TASK TO COMPLETE
Please copy out the lines in the entries that contain "grape".
------ GIVEN DATA
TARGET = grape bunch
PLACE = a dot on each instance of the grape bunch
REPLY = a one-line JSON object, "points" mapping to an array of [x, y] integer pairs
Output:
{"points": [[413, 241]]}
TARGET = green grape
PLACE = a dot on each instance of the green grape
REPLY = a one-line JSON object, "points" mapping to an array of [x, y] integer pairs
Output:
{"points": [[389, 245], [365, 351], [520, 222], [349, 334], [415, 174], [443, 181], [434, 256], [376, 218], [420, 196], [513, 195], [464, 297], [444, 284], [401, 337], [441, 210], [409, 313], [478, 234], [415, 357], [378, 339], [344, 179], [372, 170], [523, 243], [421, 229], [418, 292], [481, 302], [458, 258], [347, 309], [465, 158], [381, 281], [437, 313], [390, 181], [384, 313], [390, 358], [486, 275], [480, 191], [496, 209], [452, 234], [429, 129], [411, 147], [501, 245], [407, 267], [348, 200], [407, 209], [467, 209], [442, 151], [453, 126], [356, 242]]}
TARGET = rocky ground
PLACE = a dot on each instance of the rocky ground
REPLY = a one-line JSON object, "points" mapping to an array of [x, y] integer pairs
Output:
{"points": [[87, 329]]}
------------
REPLY TO THE TASK
TARGET = grape bunch
PLACE = a dot on each instance of the grape bunch
TARGET = green grape
PLACE = a dot on each instance of the green grape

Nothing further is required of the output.